== Task statement ==
Convert every one of the records below into a JSON list of strings, with one string per line and no entries for blank lines.

== Information supplied ==
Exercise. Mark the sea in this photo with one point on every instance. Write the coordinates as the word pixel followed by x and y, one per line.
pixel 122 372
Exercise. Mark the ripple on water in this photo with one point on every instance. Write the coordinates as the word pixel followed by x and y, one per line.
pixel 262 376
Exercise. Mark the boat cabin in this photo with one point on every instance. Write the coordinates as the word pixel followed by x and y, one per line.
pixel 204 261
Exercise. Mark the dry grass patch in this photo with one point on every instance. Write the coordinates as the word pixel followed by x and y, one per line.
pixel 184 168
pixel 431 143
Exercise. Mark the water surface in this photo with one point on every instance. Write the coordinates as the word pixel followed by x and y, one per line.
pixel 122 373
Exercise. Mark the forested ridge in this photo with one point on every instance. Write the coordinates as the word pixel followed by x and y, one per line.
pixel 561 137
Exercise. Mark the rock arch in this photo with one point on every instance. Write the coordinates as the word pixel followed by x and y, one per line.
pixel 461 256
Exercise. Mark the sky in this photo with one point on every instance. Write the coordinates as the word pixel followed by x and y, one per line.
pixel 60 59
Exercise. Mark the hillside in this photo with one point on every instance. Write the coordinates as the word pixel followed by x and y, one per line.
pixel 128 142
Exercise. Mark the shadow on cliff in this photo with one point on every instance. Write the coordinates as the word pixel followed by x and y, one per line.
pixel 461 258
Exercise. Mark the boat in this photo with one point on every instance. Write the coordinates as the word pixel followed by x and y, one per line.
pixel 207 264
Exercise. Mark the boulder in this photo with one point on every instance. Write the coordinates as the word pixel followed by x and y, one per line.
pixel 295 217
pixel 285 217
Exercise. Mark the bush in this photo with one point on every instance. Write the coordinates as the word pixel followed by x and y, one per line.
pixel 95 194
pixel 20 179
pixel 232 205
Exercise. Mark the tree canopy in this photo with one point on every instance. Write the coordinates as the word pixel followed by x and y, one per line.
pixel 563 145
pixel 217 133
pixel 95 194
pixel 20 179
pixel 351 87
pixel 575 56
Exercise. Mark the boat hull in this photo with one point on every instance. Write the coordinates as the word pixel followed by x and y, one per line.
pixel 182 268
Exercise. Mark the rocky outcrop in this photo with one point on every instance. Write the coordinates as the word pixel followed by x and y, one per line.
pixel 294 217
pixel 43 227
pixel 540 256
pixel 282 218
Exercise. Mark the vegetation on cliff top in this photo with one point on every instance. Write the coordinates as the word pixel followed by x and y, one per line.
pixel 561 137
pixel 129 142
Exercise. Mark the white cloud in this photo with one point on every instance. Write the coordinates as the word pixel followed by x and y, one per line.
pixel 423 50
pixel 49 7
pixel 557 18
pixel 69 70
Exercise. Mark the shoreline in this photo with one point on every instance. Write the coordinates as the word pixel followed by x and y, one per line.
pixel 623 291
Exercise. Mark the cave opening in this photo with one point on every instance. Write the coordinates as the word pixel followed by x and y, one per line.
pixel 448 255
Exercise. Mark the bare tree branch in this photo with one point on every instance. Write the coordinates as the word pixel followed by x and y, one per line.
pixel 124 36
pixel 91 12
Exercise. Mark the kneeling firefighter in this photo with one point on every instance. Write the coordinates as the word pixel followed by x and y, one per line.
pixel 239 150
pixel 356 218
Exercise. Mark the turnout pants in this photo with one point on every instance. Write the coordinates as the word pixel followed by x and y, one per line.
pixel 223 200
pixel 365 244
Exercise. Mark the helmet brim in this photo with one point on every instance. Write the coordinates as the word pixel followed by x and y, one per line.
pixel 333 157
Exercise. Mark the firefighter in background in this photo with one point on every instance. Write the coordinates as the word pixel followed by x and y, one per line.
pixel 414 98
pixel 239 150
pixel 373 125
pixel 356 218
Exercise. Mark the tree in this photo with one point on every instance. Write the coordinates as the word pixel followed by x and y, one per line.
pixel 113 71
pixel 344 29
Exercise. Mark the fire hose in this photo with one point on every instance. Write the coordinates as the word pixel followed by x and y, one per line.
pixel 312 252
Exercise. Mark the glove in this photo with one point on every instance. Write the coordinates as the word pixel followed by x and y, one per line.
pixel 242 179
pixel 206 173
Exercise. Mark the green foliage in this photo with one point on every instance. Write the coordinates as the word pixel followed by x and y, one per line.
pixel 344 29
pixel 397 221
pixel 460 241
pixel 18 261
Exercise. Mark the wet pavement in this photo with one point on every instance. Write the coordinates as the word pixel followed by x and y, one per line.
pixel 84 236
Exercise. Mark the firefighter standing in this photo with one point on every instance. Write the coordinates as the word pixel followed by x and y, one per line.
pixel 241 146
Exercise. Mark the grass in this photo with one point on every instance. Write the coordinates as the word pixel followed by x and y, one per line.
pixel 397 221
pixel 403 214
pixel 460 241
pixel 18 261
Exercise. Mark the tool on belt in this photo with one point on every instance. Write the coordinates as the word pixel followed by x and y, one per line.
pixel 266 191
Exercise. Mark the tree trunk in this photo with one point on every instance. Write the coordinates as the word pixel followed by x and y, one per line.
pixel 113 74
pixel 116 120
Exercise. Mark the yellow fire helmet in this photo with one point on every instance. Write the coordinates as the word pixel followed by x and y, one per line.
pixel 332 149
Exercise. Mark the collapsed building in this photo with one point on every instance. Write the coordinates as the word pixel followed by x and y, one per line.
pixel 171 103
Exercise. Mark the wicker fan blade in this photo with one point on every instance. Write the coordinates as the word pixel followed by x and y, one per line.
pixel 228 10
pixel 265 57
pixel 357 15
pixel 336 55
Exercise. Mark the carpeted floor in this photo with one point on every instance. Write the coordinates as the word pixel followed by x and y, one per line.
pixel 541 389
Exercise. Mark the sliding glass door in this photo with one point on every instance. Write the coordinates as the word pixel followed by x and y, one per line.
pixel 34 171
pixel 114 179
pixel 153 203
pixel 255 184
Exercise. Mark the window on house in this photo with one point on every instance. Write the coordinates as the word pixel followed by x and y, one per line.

== Answer to this problem ==
[
  "Exercise. Mark the sea in this photo with one point on every instance. Write the coordinates as the word pixel followed by x and y, one per line.",
  "pixel 122 372",
  "Exercise. Mark the ripple on water in this photo with one point on every instance. Write the coordinates as the word pixel followed by x and y, one per line.",
  "pixel 262 376",
  "Exercise. Mark the boat cabin in this photo with one point on every instance. Write the coordinates as the word pixel followed by x and y, one per line.",
  "pixel 204 261",
  "Exercise. Mark the dry grass patch in this photo with one point on every instance. Write the coordinates as the word pixel followed by x and y, one per line.",
  "pixel 184 168",
  "pixel 431 143",
  "Exercise. Mark the water surface in this photo with one point on every instance. Write the coordinates as the word pixel followed by x and y, one per line.",
  "pixel 122 373",
  "Exercise. Mark the forested ridge in this photo with one point on every instance. Write the coordinates as the word pixel followed by x and y, one per line.",
  "pixel 561 137",
  "Exercise. Mark the rock arch in this photo with one point on every instance. Write the coordinates as the word pixel followed by x and y, one per line.",
  "pixel 461 256",
  "Exercise. Mark the sky in this photo with one point on every instance. Write the coordinates as the word pixel followed by x and y, one per line.",
  "pixel 60 59",
  "Exercise. Mark the hillside in this photo with one point on every instance. Write the coordinates as the word pixel followed by x and y, one per line.",
  "pixel 128 142",
  "Exercise. Mark the shadow on cliff in this photo with one point on every instance. Write the coordinates as the word pixel followed by x and y, one per line.",
  "pixel 461 258",
  "Exercise. Mark the boat in this photo with one point on every instance. Write the coordinates as the word pixel followed by x and y, one per line.",
  "pixel 207 264",
  "Exercise. Mark the boulder in this photo with one point on every instance. Write the coordinates as the word pixel followed by x and y, one per line.",
  "pixel 295 217",
  "pixel 285 217",
  "Exercise. Mark the bush in this photo with one point on every instance. Write the coordinates as the word pixel followed by x and y, one per line.",
  "pixel 95 194",
  "pixel 20 179",
  "pixel 232 205",
  "Exercise. Mark the tree canopy in this photo with one point on every instance. Write the coordinates as the word pixel followed by x and y, one per line.",
  "pixel 563 145",
  "pixel 217 133",
  "pixel 95 194",
  "pixel 20 179",
  "pixel 351 87",
  "pixel 575 56",
  "Exercise. Mark the boat hull in this photo with one point on every instance. Write the coordinates as the word pixel followed by x and y, one per line.",
  "pixel 182 268",
  "Exercise. Mark the rocky outcrop in this photo with one point on every instance. Write the coordinates as the word pixel followed by x and y, one per line.",
  "pixel 294 217",
  "pixel 43 227",
  "pixel 540 256",
  "pixel 282 218",
  "Exercise. Mark the vegetation on cliff top in this photo with one point on every instance. Write the coordinates as the word pixel followed by x and y, one per line.",
  "pixel 561 137",
  "pixel 129 142",
  "Exercise. Mark the white cloud in this photo with one point on every instance. Write the coordinates as the word pixel followed by x and y, one per line.",
  "pixel 423 50",
  "pixel 49 7",
  "pixel 557 18",
  "pixel 69 70",
  "Exercise. Mark the shoreline in this photo with one point on every instance. Write the coordinates as the word pixel followed by x and y, one per line.",
  "pixel 623 291",
  "Exercise. Mark the cave opening in this photo with one point on every instance. Write the coordinates as the word pixel followed by x and y, one per line.",
  "pixel 448 255",
  "Exercise. Mark the bare tree branch in this photo with one point on every instance. Write the coordinates as the word pixel followed by x and y, one per line.",
  "pixel 124 36",
  "pixel 91 12",
  "Exercise. Mark the kneeling firefighter in this photo with one point on every instance. Write the coordinates as the word pixel followed by x and y, one per line.",
  "pixel 239 150",
  "pixel 356 218",
  "Exercise. Mark the turnout pants in this photo with one point on every instance. Write the coordinates as the word pixel followed by x and y, one per line.",
  "pixel 223 200",
  "pixel 365 244",
  "Exercise. Mark the helmet brim in this photo with one point on every instance. Write the coordinates as the word pixel followed by x and y, one per line.",
  "pixel 333 157",
  "Exercise. Mark the firefighter in background in this photo with one point on every instance. Write the coordinates as the word pixel followed by x and y, one per line.",
  "pixel 414 98",
  "pixel 239 150",
  "pixel 373 125",
  "pixel 356 218",
  "Exercise. Mark the tree in this photo with one point on every instance. Write the coordinates as the word pixel followed by x and y, one per line.",
  "pixel 113 71",
  "pixel 344 29",
  "Exercise. Mark the fire hose in this photo with one point on every instance. Write the coordinates as the word pixel followed by x and y, one per line.",
  "pixel 312 252",
  "Exercise. Mark the glove in this photo with one point on every instance. Write the coordinates as the word pixel followed by x and y, one per line.",
  "pixel 242 179",
  "pixel 206 173",
  "Exercise. Mark the green foliage in this photo with one point on every instance. Write the coordinates as the word pixel followed by x and y, one per line.",
  "pixel 344 29",
  "pixel 397 221",
  "pixel 460 241",
  "pixel 18 261",
  "Exercise. Mark the wet pavement in this photo with one point on every instance. Write the coordinates as the word pixel followed by x and y, one per line.",
  "pixel 84 236",
  "Exercise. Mark the firefighter standing in this photo with one point on every instance. Write the coordinates as the word pixel followed by x and y, one per line.",
  "pixel 241 146",
  "Exercise. Mark the grass in this photo with one point on every instance. Write the coordinates as the word pixel followed by x and y, one per line.",
  "pixel 397 221",
  "pixel 403 214",
  "pixel 460 241",
  "pixel 18 261",
  "Exercise. Mark the tool on belt in this photo with one point on every instance. Write the coordinates as the word pixel followed by x and y, one per line.",
  "pixel 266 191",
  "Exercise. Mark the tree trunk in this photo with one point on every instance. Write the coordinates as the word pixel followed by x and y, one per line.",
  "pixel 113 74",
  "pixel 116 120",
  "Exercise. Mark the yellow fire helmet in this photo with one point on every instance. Write the coordinates as the word pixel followed by x and y, one per line.",
  "pixel 332 149",
  "Exercise. Mark the collapsed building in this photo with one point on every instance. Write the coordinates as the word pixel followed by x and y, one per line.",
  "pixel 171 103",
  "Exercise. Mark the wicker fan blade in this photo with one point on every instance. Write the coordinates as the word pixel followed by x and y, one per line.",
  "pixel 228 10",
  "pixel 265 57",
  "pixel 357 15",
  "pixel 336 55",
  "Exercise. Mark the carpeted floor in this photo with one point on every instance. Write the coordinates as the word pixel followed by x and y, one per line.",
  "pixel 541 389",
  "Exercise. Mark the sliding glass door in this photo with one point on every instance. Write the coordinates as the word pixel followed by x and y, one per line.",
  "pixel 34 171",
  "pixel 114 179",
  "pixel 153 203",
  "pixel 255 184",
  "Exercise. Mark the window on house in this photo with one point on every instance. Write the coordinates as the word pixel followed by x and y, one per line."
]